* Fragmento seleccionado

┌──

Hasta el día de hoy, estos rituales persisten en Tanna.
Llevo
años estudiando muchas manifestaciones religiosas. Debo decir que este culto,
hoy conocido como el “culto del cargo” entre antropólogos, es de los fenómenos
religiosos más interesantes que me he encontrado. Pues, el “culto del cargo”
coloca en evidencia una tendencia psicológica que todos los seres humanos
tenemos: el confundir las causas con las consecuencias.
Los
nativos de Tanna creían que la causa de la llegada de los aviones con
cargamento era la construcción de torres de control, pistas, desfiles
militares, etc. Y así, ellos creían que si hacían lo mismo, también llegaría
John Frum con el cargamento. Obviamente estaban equivocados: los pobres nativos,
al no comprender bien las relaciones de causalidad, creían que con repetir algunos
actos circunstanciales, podrían conseguir lo mismo que tenían los americanos.

└──

* Extractos de datos
┌──

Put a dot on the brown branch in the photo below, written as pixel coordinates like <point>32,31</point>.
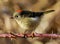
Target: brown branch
<point>11,35</point>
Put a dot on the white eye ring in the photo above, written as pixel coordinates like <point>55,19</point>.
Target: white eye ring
<point>35,19</point>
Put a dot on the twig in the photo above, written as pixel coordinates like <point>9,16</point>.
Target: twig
<point>11,35</point>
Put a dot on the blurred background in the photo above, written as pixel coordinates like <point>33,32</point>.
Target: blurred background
<point>7,24</point>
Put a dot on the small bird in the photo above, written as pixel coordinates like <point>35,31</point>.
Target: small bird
<point>28,20</point>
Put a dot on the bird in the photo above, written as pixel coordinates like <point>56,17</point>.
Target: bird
<point>28,20</point>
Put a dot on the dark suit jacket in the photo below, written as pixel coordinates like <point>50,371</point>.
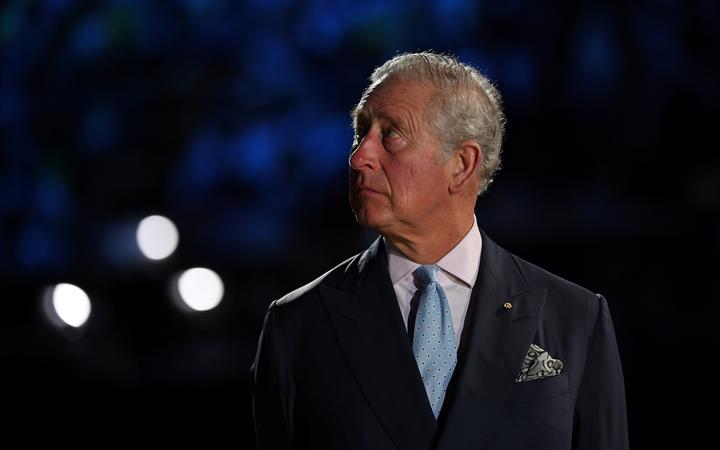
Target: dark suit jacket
<point>335,369</point>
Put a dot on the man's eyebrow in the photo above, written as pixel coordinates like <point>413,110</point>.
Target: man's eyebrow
<point>358,115</point>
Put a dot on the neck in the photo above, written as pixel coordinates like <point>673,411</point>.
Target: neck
<point>429,246</point>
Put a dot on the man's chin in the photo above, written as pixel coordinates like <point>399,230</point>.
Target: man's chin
<point>370,219</point>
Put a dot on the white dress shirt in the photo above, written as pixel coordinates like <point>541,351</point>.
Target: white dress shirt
<point>459,269</point>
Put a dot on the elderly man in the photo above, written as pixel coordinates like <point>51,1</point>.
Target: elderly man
<point>435,337</point>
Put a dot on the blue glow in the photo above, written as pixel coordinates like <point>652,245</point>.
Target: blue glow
<point>253,155</point>
<point>596,57</point>
<point>37,247</point>
<point>89,38</point>
<point>99,129</point>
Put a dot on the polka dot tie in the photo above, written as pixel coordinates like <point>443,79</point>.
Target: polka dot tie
<point>434,338</point>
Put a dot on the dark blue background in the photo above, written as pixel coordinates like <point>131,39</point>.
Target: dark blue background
<point>231,118</point>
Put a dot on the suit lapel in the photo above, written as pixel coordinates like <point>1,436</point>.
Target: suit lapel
<point>494,341</point>
<point>369,327</point>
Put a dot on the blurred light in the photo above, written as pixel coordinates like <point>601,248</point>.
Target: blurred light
<point>201,289</point>
<point>71,304</point>
<point>157,237</point>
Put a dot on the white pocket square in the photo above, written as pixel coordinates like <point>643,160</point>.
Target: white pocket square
<point>538,364</point>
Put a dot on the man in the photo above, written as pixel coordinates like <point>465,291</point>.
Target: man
<point>435,337</point>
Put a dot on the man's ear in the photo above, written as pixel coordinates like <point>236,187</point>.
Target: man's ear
<point>463,165</point>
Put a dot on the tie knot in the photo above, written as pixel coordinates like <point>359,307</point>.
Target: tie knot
<point>427,274</point>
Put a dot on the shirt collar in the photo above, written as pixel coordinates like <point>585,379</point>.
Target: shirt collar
<point>461,262</point>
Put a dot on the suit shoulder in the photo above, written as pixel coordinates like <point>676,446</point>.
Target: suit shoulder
<point>332,277</point>
<point>560,287</point>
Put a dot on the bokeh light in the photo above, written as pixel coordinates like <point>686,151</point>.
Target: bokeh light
<point>157,237</point>
<point>71,304</point>
<point>201,289</point>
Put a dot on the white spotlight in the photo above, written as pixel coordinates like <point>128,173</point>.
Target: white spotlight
<point>71,304</point>
<point>200,288</point>
<point>157,237</point>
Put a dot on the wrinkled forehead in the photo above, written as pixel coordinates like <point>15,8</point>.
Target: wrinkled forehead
<point>407,94</point>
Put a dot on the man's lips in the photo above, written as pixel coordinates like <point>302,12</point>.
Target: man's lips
<point>366,190</point>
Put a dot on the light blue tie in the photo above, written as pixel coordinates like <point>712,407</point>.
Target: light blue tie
<point>434,342</point>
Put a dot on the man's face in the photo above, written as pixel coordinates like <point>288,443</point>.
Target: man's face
<point>397,184</point>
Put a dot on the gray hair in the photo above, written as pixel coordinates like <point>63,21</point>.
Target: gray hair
<point>465,106</point>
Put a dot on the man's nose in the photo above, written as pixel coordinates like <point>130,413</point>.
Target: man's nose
<point>365,155</point>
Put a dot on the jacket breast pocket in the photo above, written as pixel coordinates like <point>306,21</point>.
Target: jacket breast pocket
<point>545,388</point>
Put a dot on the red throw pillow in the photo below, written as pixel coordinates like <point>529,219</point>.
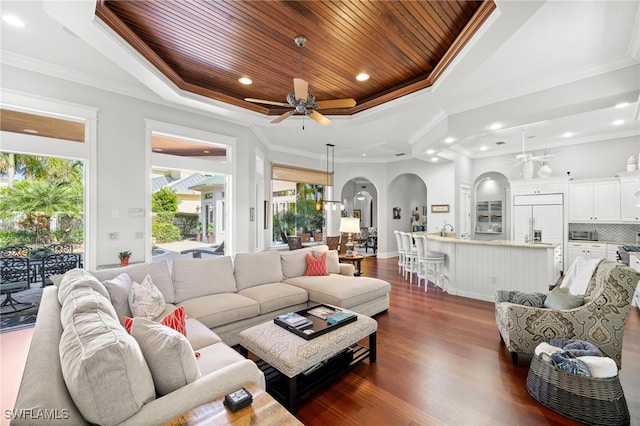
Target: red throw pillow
<point>175,320</point>
<point>316,267</point>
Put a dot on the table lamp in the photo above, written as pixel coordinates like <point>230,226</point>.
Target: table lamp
<point>349,225</point>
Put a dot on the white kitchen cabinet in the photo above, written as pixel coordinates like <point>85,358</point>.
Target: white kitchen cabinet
<point>543,186</point>
<point>594,201</point>
<point>630,198</point>
<point>588,250</point>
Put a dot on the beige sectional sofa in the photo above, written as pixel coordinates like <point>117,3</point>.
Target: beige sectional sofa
<point>83,367</point>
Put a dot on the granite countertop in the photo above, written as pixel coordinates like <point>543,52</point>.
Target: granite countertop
<point>617,243</point>
<point>498,243</point>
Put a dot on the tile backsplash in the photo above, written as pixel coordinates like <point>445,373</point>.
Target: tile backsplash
<point>609,231</point>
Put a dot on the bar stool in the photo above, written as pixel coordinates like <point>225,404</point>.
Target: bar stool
<point>410,256</point>
<point>434,264</point>
<point>400,251</point>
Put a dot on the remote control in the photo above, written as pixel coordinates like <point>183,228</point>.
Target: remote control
<point>238,399</point>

└──

* Lista de tareas
[A] Según el fragmento sobre el culto del cargo, ¿qué tendencia psicológica compartida por todos los seres humanos pone en evidencia este culto?
[B] Transcribe del fragmento sobre el culto del cargo el pasaje que comienza en "Hasta el día" y termina en "con las consecuencias.".
[C] Prosigue el texto sobre el culto del cargo en Tanna a partir del punto en que se interrumpe.

* Respuestas escritas
[A] La tendencia a confundir las causas con las consecuencias.

[B]
Hasta el día de hoy, estos rituales persisten en Tanna.
Llevo
años estudiando muchas manifestaciones religiosas. Debo decir que este culto,
hoy conocido como el “culto del cargo” entre antropólogos, es de los fenómenos
religiosos más interesantes que me he encontrado. Pues, el “culto del cargo”
coloca en evidencia una tendencia psicológica que todos los seres humanos
tenemos: el confundir las causas con las consecuencias.

[C]
Toda
esto también es propicio para recalcar una idea que he tenido en mi mente desde
que llegué a las Islas Marshall: la historia del colonialismo es mucho más
compleja de lo que los chavistas y otros progres nos quieren hacer creer. Sí, los
malvados blancos violaron a muchas indias, esclavizaron a los negros, y se
llevaron el oro. Pero, también trajeron muchas cosas que a los nativos, tanto
de América como del Pacífico, les fascinaba. Si los nativos de Tanna
desarrollaron un culto en torno a los cargamentos que traían los aviones
gringos, ha de ser porque esos bienes de consumo resultaban ser muy atractivos.
Sospecho
que algún progre como Marcuse diría que a los nativos les hicieron un gran daño
con eso: el consumismo los alienó. Pero, yo honraría mucho más la propia
opinión de los nativos. Para ellos, la llegada de los productos de consumo
masivo no es ninguna catástrofe; si ellos dicen estar contentos con el chicle,
los radios y los jeeps, debemos creerles y respetar su preferencia.